-- Start --
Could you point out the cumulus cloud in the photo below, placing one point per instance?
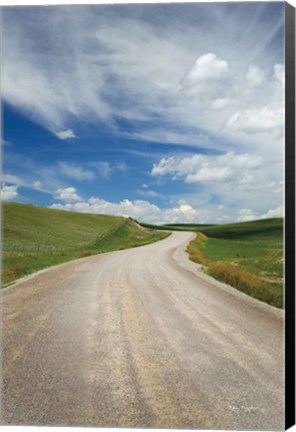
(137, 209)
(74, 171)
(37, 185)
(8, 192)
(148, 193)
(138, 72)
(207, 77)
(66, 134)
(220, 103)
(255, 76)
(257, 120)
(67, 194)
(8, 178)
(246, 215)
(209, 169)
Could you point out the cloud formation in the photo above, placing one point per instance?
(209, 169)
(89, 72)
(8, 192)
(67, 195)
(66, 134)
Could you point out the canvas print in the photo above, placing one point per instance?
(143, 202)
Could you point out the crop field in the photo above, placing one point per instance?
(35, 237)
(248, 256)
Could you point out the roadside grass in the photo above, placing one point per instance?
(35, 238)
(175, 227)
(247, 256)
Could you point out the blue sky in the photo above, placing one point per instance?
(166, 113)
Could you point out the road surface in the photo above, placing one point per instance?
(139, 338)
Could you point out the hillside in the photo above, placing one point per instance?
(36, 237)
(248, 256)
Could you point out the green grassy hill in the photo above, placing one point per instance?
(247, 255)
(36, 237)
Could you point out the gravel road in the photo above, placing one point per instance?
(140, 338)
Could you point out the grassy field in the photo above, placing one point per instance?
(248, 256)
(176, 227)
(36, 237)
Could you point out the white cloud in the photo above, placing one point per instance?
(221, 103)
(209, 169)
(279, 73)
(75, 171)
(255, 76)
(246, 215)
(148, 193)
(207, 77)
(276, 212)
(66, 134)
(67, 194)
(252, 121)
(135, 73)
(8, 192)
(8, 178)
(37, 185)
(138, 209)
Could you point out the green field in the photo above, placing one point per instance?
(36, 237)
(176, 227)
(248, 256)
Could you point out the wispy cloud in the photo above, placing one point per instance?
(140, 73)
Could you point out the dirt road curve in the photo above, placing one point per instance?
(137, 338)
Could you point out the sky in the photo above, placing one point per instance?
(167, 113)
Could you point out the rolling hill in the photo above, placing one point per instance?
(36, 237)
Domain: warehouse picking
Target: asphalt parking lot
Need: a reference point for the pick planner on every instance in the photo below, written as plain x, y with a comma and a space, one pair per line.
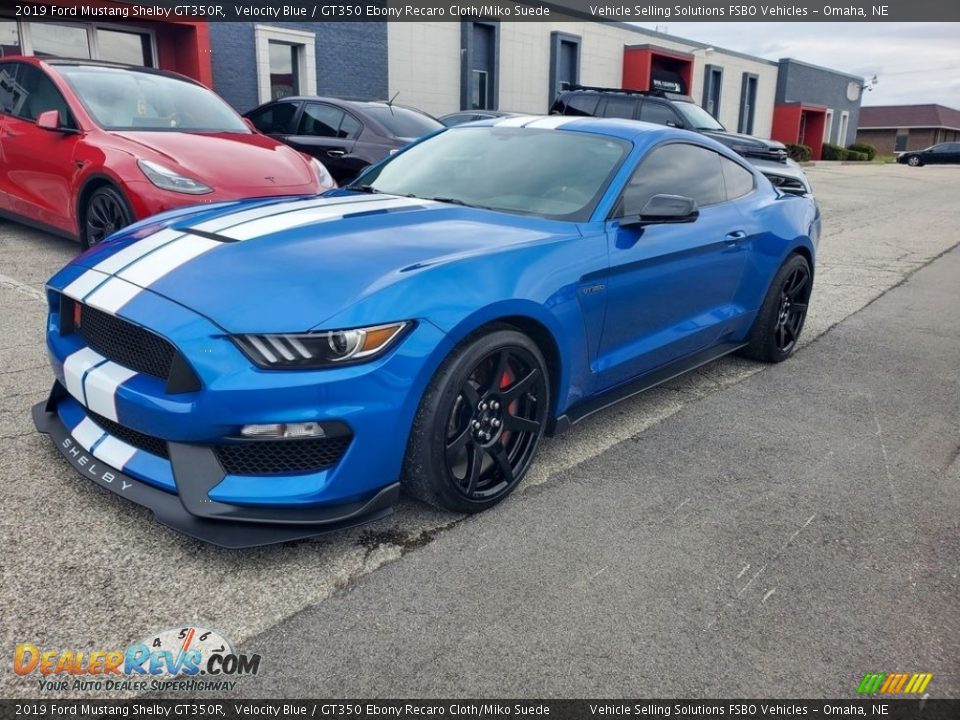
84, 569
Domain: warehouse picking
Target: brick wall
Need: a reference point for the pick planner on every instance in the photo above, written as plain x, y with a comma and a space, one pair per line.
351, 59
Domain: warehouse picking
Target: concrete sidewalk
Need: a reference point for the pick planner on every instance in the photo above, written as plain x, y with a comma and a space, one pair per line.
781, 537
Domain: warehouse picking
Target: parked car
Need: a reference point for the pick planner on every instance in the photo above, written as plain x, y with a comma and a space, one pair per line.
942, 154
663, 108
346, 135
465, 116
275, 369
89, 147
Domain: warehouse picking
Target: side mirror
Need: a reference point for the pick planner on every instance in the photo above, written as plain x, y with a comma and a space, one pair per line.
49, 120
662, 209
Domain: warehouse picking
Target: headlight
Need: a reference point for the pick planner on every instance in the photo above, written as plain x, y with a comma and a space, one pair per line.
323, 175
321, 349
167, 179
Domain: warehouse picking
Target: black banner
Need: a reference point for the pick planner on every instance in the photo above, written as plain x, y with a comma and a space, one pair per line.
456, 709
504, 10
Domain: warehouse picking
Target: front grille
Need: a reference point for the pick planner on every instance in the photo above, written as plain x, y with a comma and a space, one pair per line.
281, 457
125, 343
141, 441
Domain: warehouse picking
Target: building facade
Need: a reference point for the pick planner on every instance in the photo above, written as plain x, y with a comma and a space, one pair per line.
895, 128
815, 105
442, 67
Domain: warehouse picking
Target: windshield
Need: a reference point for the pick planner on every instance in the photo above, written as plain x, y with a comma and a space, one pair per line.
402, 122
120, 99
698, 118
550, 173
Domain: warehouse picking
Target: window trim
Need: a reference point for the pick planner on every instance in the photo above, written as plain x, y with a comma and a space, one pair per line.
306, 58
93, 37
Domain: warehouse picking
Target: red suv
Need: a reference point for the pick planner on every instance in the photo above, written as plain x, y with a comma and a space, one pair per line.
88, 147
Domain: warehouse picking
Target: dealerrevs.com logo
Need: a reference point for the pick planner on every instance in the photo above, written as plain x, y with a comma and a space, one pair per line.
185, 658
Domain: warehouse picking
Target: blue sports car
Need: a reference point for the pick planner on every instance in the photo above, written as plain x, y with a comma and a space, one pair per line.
-- End --
Prompt: Transcribe the whole listing exactly. Pictures are excluded.

Finished exercise:
Could you point out the cumulus cloud in the photo below, placing one point per instance?
(137, 209)
(74, 171)
(37, 185)
(8, 192)
(148, 193)
(138, 72)
(207, 77)
(66, 134)
(220, 103)
(255, 76)
(257, 120)
(67, 194)
(8, 178)
(246, 215)
(209, 169)
Could you point out the cloud formation in the photo above, placing one point per instance?
(209, 169)
(89, 72)
(8, 192)
(67, 195)
(66, 134)
Could you point out the canvas print in the photo above, placing one point per instance?
(143, 202)
Could you point out the crop field in the photo above, placing one point per instance?
(35, 237)
(248, 256)
Could you point out the roadside grass in the photo above, placing one point per instance?
(35, 238)
(175, 227)
(247, 256)
Could you point out the blue sky in the photo above, placing one point per instance?
(166, 113)
Could you point out the road surface in the photo above, placing one point per instance?
(139, 338)
Could you point out the hillside in the photo above, placing one point per instance?
(36, 237)
(248, 256)
Could you point out the green grassy hill in the photo above, placing one point per instance?
(247, 255)
(36, 237)
Could you point out the gravel road in the photo above, placing one point per instance?
(140, 338)
Could you point out the grassy field in the photo above, placing one point per instance?
(248, 256)
(176, 227)
(36, 237)
Could you point out the white cloud in the photo above, placing one point per instance?
(221, 103)
(209, 169)
(279, 73)
(75, 171)
(255, 76)
(246, 215)
(148, 193)
(207, 77)
(276, 212)
(66, 134)
(67, 194)
(252, 121)
(135, 73)
(8, 192)
(8, 178)
(37, 185)
(138, 209)
Could you point out the green field in the photo above, placing one point per instance?
(36, 237)
(176, 227)
(248, 256)
Could you point out the wispy cloud in the photo above, placing one point per instance?
(140, 73)
Could you point out the dirt road curve in the photo above, placing one point per instance?
(137, 338)
Could you point out the sky in the photo above, placing one point per instance?
(167, 113)
Could you point out the rolling hill in the photo above, placing one point per instance?
(36, 237)
Domain: warehouse picking
Target: asphalt parking lot
Need: a reference point for the pick planner on every instance in the photo below, written as plain x, y with a comma and a space, one pair per line.
84, 569
Domain: warehouse picking
Target: brick wall
Need: a reference point for the pick planner on every instance in the photo above, written as plain x, y with a comma and a space, one pair per line.
351, 59
Domain: warehouse picking
Target: concrete sidewalk
Need: a reference point for the pick planner on every instance in the photo above, written as plain x, y with a comma and a space, one pair per line.
781, 537
Domain: warehouse picking
Target: parked car
Need: a reference point for the pick planner on every instance in the photo above, written as plain x, y with a comma and a space, one pair per line.
942, 154
663, 108
346, 135
465, 116
275, 369
89, 147
Domain: warehouse picking
Target: side mirror
Need: a reference point for the pick planner on every instance in the photo above, written as plain x, y with a comma and a space, one pair per line.
49, 120
662, 209
Domain: warehouse picking
Target: headlight
Need: a reference point for the pick planner on every instance in the photo above, written as plain x, y with a comma and a space, one pair per line.
323, 175
321, 349
167, 179
Domain: warehouse picking
Target: black banner
Need: a reference point for the pick planner on every instance in the photo above, written as plain x, y with a comma and a space, one pair per line.
456, 709
504, 10
Domain: warehouse picking
Target: front grille
Need: a reference point for the pick planner on every instance in the photo above, written as plain x, y with a comma and a space, one pair per line.
281, 457
125, 343
141, 441
Domain: warehouse picking
Target: building facade
Need: a reference point for the pick planner on every instance in the photo above, written as plain x, y with a comma and a space, one pair per line.
895, 128
815, 105
442, 67
Domain: warehouse picking
Target: windshield
Need: a reference point for the pick planner on every instance in the photo above, written as plain x, y with a comma and a space, one pair per line.
402, 122
120, 99
698, 118
550, 173
Domain: warehouse picking
Target: window trim
Need: a reference point for the pick planner on every instance in the photo above, written as plain x, y with a comma and a space, one pair per line.
306, 58
93, 37
Domain: warehouse picking
Target: red suv
Need: a reference point for the pick planner on every instance in the photo above, written as plain x, y with a comma and a space, one pair per line.
88, 147
Domain: warehouse picking
Target: dealerrevs.com logo
Need: a reference point for the pick planner on every instance in the photo above, written as plain x, y with a comma and a space, one pair per line.
185, 658
Domain: warehouse picking
Target: blue sports car
Need: a reference point for the pick planner on every instance in the photo above, written as plain x, y with a comma and a space, one pair per line.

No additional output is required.